-------- Input for this task
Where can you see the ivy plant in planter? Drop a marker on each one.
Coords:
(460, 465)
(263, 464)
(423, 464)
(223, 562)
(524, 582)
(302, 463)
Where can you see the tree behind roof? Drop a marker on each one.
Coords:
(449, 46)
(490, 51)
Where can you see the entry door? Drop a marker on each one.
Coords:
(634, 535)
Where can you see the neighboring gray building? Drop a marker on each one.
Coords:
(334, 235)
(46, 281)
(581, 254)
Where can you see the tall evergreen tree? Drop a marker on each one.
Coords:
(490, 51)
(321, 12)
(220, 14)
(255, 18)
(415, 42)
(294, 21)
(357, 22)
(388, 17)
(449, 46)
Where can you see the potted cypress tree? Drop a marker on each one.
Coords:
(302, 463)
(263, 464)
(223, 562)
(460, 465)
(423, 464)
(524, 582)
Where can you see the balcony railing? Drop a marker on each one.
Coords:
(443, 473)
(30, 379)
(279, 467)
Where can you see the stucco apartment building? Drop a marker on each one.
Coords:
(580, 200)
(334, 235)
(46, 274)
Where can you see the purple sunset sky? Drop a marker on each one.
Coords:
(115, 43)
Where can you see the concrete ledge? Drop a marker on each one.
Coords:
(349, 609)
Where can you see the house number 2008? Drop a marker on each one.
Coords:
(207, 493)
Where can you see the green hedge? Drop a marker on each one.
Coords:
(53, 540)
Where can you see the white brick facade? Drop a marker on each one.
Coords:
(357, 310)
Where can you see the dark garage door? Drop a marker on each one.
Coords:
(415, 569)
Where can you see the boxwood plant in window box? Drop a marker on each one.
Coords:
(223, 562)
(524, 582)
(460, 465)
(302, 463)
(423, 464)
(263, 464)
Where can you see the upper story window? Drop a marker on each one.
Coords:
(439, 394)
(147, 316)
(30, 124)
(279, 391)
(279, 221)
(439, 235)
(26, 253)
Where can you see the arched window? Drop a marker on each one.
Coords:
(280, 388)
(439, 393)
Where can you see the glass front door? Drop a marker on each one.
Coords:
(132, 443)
----------------
Extract all of the data above and output it character for character.

§ Result:
Where can you see the ivy plant in planter? Drop a marker on each one.
Coords:
(460, 465)
(263, 464)
(423, 464)
(223, 562)
(524, 582)
(302, 463)
Where can you see the tree behind roof? Drop a marker on each one.
Coords:
(449, 46)
(490, 51)
Where can you see the entry door? Drop a marker on each one.
Coords:
(634, 535)
Where can you see the neighboring gray building? Drop a marker on each one.
Coords:
(334, 235)
(46, 281)
(581, 254)
Where can you see the tall evergreen tree? Drop a marker on each one.
Coords:
(490, 51)
(321, 12)
(220, 14)
(255, 18)
(415, 42)
(294, 21)
(357, 22)
(388, 17)
(449, 46)
Where can you see the potted cypress tree? Drop a marker on each one.
Coords:
(302, 463)
(263, 464)
(223, 562)
(460, 465)
(423, 464)
(524, 582)
Where can you see the balcony railing? Drop a marker on each one.
Coords:
(443, 473)
(30, 379)
(279, 467)
Where can you see the stucco apartment building? Drop a marker on each one.
Coords:
(580, 200)
(334, 235)
(46, 274)
Where can you see the purple sunset sky? Drop a marker on each one.
Coords:
(115, 43)
Where can you see the concrete ledge? Drop a marker on each one.
Coords:
(349, 609)
Where can you see the house number 2008? Drop a marker on each one.
Coords:
(207, 493)
Where can you see the green hedge? Drop a marker on each one.
Coords:
(53, 540)
Where can you see the white brick facade? Drop a marker on each one.
Coords:
(357, 310)
Where can you see the dark garage door? Drop a marker on each one.
Coords:
(415, 569)
Where can you see the boxwood plant in window box? Drop a marker on each one.
Coords:
(223, 562)
(524, 582)
(460, 465)
(302, 463)
(423, 464)
(263, 464)
Where can you see the upper story window? Drop a marker on each one.
Coords:
(439, 394)
(147, 316)
(30, 124)
(279, 391)
(279, 221)
(439, 235)
(26, 253)
Where can you see the arched window? Drop a marker on each one.
Coords:
(280, 388)
(439, 393)
Where can you see the glass front door? Drop a marker on each one.
Coords:
(132, 443)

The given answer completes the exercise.